YOUR GOAL:
Through the end of the data below, output every line exactly, beginning with the line that contains "Could you point out the man's face".
[EXERCISE DATA Boundary: Start]
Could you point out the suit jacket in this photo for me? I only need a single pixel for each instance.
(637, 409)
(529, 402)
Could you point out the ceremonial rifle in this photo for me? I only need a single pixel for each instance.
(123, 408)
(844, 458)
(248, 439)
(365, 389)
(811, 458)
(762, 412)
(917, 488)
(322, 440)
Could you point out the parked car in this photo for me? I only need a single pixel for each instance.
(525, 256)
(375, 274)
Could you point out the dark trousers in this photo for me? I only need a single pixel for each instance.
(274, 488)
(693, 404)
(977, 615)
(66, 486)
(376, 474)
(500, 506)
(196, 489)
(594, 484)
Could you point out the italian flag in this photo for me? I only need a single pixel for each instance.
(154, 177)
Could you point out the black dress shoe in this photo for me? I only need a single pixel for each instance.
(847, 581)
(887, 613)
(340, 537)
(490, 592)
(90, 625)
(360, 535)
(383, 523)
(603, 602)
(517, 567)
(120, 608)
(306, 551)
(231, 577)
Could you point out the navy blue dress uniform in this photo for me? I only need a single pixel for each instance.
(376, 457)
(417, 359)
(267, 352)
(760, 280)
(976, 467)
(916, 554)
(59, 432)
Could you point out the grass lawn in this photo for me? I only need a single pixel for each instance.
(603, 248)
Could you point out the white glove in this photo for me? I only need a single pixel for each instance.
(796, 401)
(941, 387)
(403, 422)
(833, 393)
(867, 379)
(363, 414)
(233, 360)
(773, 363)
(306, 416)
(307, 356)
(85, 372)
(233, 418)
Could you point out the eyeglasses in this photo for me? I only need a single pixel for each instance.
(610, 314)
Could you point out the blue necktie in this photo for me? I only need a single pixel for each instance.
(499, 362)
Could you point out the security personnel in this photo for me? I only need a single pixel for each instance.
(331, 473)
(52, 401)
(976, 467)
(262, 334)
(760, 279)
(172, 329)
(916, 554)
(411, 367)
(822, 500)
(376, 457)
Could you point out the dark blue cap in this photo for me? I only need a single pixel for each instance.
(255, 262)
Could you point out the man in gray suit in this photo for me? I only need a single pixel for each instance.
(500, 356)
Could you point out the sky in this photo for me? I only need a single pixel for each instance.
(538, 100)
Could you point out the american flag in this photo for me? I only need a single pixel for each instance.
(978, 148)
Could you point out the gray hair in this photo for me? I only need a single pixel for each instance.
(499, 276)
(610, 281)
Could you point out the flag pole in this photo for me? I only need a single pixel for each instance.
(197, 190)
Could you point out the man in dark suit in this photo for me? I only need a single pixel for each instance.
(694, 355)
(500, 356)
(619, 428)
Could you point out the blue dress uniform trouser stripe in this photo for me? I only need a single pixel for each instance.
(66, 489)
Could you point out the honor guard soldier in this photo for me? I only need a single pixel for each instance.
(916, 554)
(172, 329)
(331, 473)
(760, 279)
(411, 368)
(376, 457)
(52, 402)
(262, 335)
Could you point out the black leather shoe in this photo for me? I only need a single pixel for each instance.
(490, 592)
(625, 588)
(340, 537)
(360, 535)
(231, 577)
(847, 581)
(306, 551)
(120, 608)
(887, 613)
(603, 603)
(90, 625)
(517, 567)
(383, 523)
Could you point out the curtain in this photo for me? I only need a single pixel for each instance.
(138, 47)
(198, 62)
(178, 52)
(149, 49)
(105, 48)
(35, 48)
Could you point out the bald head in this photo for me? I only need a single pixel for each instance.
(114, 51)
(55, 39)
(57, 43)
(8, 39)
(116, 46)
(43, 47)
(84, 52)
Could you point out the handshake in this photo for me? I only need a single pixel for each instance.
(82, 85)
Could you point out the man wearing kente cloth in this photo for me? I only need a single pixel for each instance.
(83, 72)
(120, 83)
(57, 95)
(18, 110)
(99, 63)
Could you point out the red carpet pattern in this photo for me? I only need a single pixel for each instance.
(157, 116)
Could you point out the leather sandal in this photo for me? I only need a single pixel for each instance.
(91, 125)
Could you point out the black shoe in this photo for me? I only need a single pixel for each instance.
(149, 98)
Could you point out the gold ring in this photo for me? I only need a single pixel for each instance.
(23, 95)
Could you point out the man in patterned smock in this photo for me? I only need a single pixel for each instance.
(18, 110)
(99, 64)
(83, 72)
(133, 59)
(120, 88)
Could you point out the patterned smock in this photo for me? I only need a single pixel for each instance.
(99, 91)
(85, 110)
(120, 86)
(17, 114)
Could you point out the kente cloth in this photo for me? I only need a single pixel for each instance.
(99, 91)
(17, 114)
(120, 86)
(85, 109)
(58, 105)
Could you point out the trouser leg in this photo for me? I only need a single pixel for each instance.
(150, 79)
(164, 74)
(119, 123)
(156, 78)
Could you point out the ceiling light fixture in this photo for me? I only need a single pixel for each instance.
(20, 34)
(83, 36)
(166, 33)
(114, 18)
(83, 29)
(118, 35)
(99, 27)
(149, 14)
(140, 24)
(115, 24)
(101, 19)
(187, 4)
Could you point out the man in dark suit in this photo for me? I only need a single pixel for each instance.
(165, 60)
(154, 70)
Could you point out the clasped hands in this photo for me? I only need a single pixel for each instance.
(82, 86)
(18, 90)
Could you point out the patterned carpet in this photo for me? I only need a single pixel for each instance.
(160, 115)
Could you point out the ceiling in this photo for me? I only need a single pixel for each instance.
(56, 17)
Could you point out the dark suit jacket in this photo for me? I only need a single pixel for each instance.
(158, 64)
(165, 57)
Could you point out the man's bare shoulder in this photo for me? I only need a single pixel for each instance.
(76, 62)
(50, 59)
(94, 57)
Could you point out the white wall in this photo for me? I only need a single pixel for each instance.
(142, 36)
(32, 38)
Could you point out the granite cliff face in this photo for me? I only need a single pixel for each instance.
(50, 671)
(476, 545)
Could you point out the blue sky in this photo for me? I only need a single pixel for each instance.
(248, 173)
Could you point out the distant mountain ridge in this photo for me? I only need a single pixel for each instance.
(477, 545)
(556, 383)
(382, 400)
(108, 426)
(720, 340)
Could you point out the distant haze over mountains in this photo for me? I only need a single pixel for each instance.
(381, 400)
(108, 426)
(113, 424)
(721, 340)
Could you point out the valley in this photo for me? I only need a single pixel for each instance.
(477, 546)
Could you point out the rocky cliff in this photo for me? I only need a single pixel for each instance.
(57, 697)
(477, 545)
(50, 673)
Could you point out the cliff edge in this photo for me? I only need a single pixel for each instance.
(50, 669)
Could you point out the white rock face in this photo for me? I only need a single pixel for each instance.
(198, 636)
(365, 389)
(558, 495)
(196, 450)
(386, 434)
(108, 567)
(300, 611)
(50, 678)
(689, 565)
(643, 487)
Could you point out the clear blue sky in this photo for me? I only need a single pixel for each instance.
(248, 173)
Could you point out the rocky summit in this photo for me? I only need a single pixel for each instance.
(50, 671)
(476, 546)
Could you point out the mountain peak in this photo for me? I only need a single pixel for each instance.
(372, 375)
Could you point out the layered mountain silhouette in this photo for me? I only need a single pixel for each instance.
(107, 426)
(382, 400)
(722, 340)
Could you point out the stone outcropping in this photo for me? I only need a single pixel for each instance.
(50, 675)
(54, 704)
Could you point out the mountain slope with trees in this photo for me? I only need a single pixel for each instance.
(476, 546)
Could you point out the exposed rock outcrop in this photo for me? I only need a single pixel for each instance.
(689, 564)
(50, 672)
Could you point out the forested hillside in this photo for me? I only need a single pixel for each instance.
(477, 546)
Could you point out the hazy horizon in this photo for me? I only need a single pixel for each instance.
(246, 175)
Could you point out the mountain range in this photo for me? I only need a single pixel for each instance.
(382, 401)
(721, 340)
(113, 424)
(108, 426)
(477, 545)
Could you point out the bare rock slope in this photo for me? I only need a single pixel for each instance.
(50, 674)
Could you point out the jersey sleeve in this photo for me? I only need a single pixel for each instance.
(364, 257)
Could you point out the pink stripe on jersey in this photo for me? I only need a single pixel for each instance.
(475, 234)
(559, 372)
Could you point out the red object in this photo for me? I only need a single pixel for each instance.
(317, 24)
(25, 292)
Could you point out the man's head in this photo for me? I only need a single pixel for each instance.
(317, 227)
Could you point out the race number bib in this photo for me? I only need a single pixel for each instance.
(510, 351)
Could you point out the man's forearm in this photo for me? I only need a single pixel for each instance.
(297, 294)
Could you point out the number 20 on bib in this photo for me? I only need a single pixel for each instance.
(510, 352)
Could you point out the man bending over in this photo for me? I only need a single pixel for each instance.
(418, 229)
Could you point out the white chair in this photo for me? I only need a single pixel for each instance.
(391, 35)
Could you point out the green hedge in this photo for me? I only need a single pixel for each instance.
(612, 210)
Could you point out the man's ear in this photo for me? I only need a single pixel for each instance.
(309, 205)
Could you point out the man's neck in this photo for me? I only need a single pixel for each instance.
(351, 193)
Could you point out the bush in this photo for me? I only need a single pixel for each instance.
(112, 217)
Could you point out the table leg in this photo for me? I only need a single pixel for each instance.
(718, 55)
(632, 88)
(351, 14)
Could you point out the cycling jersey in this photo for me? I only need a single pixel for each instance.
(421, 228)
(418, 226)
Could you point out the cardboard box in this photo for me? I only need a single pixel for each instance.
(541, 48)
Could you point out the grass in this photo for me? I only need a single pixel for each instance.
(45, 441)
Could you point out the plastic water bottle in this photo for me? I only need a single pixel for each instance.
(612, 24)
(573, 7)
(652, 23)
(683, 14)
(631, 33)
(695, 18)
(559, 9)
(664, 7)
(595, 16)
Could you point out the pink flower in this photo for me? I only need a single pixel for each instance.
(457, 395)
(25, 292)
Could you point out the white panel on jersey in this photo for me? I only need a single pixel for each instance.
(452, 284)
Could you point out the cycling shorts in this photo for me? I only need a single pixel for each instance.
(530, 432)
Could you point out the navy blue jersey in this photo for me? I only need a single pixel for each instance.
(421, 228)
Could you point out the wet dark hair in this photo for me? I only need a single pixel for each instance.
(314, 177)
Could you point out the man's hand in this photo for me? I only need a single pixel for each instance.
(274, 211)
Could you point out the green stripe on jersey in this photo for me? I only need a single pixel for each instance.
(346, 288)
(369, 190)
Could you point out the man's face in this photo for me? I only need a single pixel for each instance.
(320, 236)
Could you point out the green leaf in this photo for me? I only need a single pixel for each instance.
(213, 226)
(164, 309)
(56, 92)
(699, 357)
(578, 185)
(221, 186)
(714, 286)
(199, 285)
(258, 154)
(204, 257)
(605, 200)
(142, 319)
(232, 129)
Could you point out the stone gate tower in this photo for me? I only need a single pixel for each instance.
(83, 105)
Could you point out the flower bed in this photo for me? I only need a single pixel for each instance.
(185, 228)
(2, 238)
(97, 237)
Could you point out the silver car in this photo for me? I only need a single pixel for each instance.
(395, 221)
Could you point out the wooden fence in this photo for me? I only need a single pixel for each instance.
[EXERCISE DATA Boundary: End]
WRITTEN ANSWER:
Could you point out the man's face in this photo for me? I only need a single pixel for each instance.
(320, 236)
Could you point out the green leaf in this photo for me? I only need a single pixel for each instance.
(213, 226)
(164, 309)
(56, 92)
(699, 357)
(578, 185)
(221, 186)
(714, 286)
(199, 285)
(258, 154)
(204, 257)
(605, 200)
(142, 319)
(232, 129)
Could you point out the stone gate tower in this photo for me? I only need a single pixel for each instance.
(83, 105)
Could you point out the flower bed in this photo for me? I only need a single pixel for each instance.
(185, 228)
(2, 238)
(97, 237)
Could you point out the silver car in this photo for me? I only need a single pixel for each instance.
(395, 221)
Could you point out the wooden fence in this photo for me? I only need a single pixel for each instance.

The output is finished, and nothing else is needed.